_Given exercise_:
Locate every line in the dataset items below that contains the word "tree", and copy each such line in full.
---- Data for processing
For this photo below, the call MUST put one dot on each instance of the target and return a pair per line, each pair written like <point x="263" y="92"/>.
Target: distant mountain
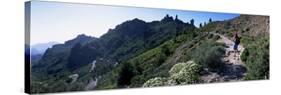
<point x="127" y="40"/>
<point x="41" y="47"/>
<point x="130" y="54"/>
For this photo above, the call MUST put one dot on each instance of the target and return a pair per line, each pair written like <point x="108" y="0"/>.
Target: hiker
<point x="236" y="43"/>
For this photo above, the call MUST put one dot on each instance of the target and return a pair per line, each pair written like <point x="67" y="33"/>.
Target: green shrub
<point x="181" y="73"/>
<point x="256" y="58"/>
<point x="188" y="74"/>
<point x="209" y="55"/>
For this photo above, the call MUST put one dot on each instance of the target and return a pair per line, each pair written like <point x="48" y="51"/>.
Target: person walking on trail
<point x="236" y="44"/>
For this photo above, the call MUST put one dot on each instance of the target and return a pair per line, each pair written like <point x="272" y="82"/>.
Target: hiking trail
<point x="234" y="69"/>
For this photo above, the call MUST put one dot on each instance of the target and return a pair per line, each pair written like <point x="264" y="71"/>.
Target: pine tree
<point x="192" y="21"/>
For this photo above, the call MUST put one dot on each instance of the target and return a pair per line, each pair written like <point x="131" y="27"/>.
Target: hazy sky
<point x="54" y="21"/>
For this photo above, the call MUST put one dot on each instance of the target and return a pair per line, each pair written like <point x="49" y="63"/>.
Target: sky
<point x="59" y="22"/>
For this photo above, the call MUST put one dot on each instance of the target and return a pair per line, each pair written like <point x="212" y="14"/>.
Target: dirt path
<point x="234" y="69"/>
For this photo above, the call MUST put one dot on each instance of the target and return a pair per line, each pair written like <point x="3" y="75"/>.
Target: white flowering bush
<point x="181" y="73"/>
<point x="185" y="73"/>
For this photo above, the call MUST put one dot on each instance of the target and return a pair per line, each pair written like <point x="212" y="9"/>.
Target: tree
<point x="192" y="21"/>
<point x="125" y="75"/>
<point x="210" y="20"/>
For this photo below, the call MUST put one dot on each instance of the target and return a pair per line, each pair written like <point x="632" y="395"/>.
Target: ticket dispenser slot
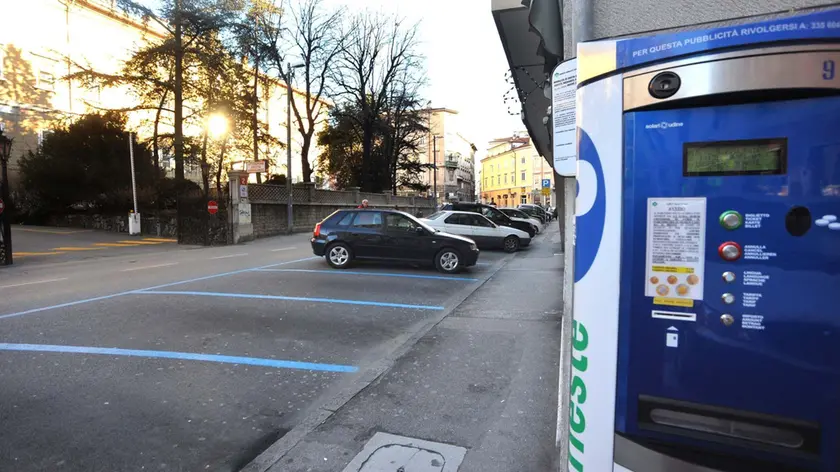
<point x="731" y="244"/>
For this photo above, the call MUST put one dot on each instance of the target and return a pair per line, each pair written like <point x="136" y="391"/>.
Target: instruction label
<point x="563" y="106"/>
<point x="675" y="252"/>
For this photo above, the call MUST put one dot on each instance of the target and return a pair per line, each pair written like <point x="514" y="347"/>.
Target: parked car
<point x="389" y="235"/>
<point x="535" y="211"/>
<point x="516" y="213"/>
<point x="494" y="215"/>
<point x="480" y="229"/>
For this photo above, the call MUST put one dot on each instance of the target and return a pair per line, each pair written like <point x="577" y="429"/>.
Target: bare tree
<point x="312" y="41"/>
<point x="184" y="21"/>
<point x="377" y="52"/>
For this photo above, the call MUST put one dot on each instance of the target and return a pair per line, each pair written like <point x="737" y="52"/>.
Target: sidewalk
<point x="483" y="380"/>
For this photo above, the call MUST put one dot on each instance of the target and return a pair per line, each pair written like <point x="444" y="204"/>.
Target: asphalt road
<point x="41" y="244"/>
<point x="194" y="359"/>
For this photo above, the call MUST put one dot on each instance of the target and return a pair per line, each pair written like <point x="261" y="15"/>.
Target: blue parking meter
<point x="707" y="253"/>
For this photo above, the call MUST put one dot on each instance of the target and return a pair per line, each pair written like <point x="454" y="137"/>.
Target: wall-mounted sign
--------
_Written response_:
Target: pine tree
Target: tree
Target: bare tree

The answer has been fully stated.